[Exercise description]:
Rewrite the lines below as a numbered list, omitting any blank lines and leaving out the pictures.

━━ Material provided

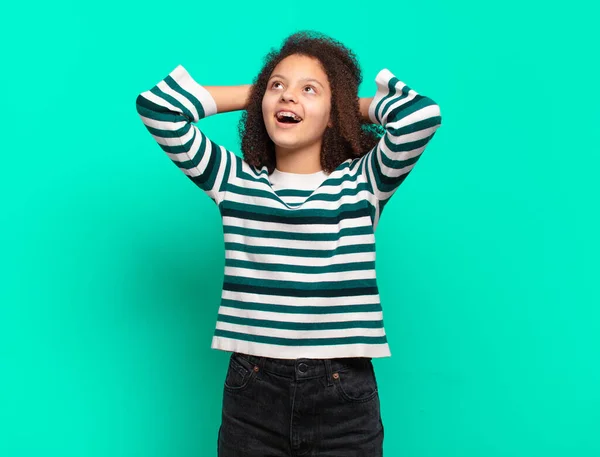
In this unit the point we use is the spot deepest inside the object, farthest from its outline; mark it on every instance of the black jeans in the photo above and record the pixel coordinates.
(303, 407)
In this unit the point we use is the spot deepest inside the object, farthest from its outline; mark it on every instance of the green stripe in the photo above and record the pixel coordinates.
(299, 325)
(304, 309)
(308, 269)
(352, 249)
(315, 284)
(336, 236)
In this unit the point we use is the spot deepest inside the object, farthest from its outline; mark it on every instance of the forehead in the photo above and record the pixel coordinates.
(297, 67)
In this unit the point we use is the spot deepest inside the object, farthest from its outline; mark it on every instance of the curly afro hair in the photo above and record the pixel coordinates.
(349, 137)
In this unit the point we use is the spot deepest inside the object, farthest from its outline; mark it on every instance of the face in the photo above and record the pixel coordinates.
(300, 85)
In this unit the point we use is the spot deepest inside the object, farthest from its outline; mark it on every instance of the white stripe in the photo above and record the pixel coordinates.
(364, 221)
(301, 261)
(299, 334)
(300, 301)
(350, 240)
(300, 277)
(295, 352)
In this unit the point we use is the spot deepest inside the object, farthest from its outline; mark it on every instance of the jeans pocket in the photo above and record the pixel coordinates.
(356, 382)
(240, 373)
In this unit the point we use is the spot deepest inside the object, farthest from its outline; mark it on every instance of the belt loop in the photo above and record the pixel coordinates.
(329, 371)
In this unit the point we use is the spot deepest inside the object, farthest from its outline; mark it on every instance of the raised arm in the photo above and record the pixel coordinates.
(168, 111)
(410, 121)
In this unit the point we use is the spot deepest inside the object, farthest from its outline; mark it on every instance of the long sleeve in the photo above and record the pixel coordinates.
(410, 121)
(168, 111)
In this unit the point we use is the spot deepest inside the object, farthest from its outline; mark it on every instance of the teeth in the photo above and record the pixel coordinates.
(288, 114)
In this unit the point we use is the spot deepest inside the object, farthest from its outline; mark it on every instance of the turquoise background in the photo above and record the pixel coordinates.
(487, 256)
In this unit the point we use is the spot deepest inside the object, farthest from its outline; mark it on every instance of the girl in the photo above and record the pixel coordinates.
(300, 309)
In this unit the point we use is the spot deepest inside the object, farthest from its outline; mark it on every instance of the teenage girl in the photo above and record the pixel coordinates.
(300, 311)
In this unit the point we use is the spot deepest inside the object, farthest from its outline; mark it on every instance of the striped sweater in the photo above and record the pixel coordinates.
(299, 277)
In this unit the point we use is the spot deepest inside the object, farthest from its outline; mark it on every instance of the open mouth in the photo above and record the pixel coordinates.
(283, 117)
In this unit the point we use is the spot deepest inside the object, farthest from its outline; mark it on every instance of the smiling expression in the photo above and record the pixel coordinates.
(298, 86)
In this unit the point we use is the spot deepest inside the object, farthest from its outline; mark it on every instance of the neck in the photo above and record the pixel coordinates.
(304, 160)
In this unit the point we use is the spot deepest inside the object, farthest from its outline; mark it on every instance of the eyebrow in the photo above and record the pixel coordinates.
(303, 79)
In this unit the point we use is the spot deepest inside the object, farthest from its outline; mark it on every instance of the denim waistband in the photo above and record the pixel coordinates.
(304, 368)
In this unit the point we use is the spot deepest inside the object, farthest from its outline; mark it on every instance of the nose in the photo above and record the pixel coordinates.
(288, 95)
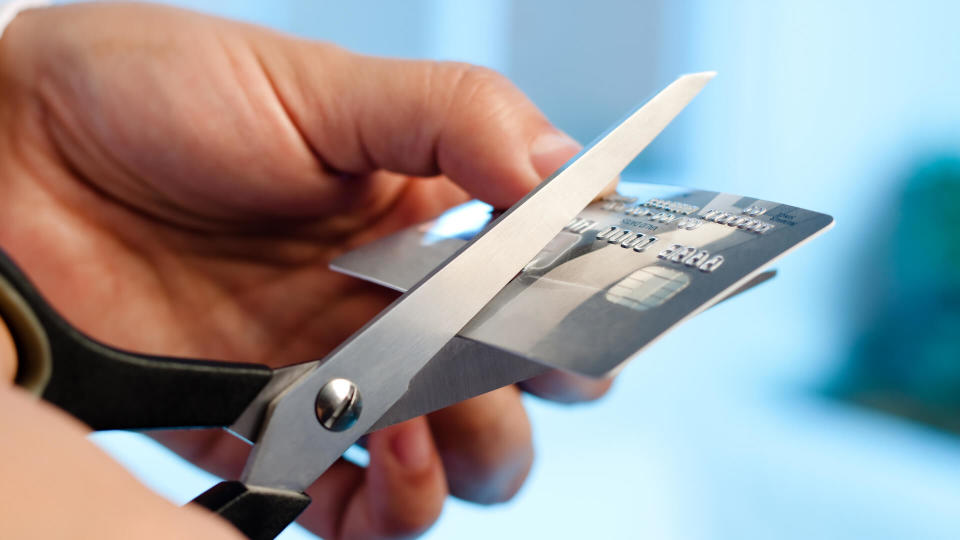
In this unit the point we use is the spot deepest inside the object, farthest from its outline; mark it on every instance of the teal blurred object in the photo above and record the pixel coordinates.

━━━━

[The reply]:
1. In this unit the point we use is the spot deepest inside the object, farthest from its outline; mark it on every instance of the black jeans in the photo above and record the pixel coordinates.
2. (303, 407)
3. In this unit the point we use is the spot deepest inside the object, farthest from its outline; mark it on every instance of the green stripe in the photo above and record the pixel coordinates.
4. (299, 325)
5. (304, 309)
6. (308, 269)
7. (352, 249)
8. (315, 284)
9. (336, 236)
10. In this unit the point we use is the spot deepest inside the object, farthest from its outline; mark it on every instance of the forehead in the photo above and record the pixel coordinates.
11. (297, 67)
12. In this unit the point we use is the spot deepest inside the object, farthest from its outline; mark it on every instance of the curly afro hair in the photo above and record the pixel coordinates.
13. (349, 137)
14. In this unit the point we use is the spot deepest inside the object, farthest from its outline; mark it on every instance of the face in the photo above and record the pixel coordinates.
15. (300, 85)
16. In this unit the point we use is the spot deepest inside the object, farthest from its outline; mark it on every instance of the white stripe in the photo above and record the pixel coordinates.
17. (364, 221)
18. (301, 261)
19. (299, 334)
20. (300, 301)
21. (350, 240)
22. (300, 277)
23. (295, 352)
24. In this unit the point we use is the spot deepest inside the object, farthest from its outline; mark it on every instance of the jeans pocket in the photo above and record the pixel coordinates.
25. (356, 382)
26. (240, 373)
27. In this unit the point we use is the spot deepest inside the object, farthest from its outline; mark it on every instance of the belt loop in the photo above and record the pixel coordinates.
28. (329, 371)
29. In this unit the point we use is the spot deepest inside the object, farthest from its outline; mark it on every instance of the raised arm in the photo above and record the pixel coordinates.
30. (168, 111)
31. (410, 121)
32. In this unit the point we use is the spot deepest inside the object, farthest from its outline; mark it on every instance of the long sleeve in the photo above and record the pixel coordinates.
33. (410, 121)
34. (168, 111)
35. In this unit the point we use is the spot deepest inside the object, farthest from its outline; mark it on every instance of the teeth in the photo above and record the pixel coordinates.
36. (288, 114)
37. In this unit the point we use is the spot deepest inside the object, farthest from its outline; mark it on every instance of the turquoise background in the photo above and record the pixel coordinates.
38. (487, 256)
39. In this unit the point we use is the spot deepest inside the object, farthest from its outline; mark it on every instance of the girl in the photo above and record the pixel coordinates.
40. (300, 309)
41. In this unit the point we use is the spot deepest inside the object, farthest from its outline; mark it on every instance of the teenage girl in the photo above and record the pixel coordinates.
42. (300, 311)
43. In this unit the point we use is the spot deepest inside the object, farthest from its outline; mark it on every instance of the striped sweater in the photo above and record the pixel coordinates.
44. (299, 277)
45. In this unit the point we use is the spot deepest inside the object, farthest from its outline; mark it on every instance of the open mouth in the photo above and record the pixel coordinates.
46. (283, 117)
47. In this unit the point we use is the spot deepest inside the object, farthest from its outline; mark it on every instance of the smiling expression in the photo above and record the pixel coordinates.
48. (298, 86)
49. In this unit the point we use is the spot deepest inside the object, farthest from its outline; mark it on every instance of the neck in the photo above and record the pixel coordinates.
50. (304, 160)
51. In this unit the point we use is the spot deepest inside the object, farthest from its outline; mark it on every instance of the eyebrow in the photo above and record the pixel coordinates.
52. (303, 79)
53. In this unit the point we use is the spot deepest inside the object, farthest from its outline; mark it on every instance of the denim waistband in the photo above and record the pixel coordinates.
54. (304, 368)
55. In this unit the point we use is the spot deepest inside the object, farthest from its outline; mark it on every instance of the nose in the photo above and record the pixel coordinates.
56. (288, 95)
57. In this unit the point we use is the spot deepest inside the object, farthest from its outline; mark it on every instance of the teal blurred object in the photo above and record the pixel coordinates.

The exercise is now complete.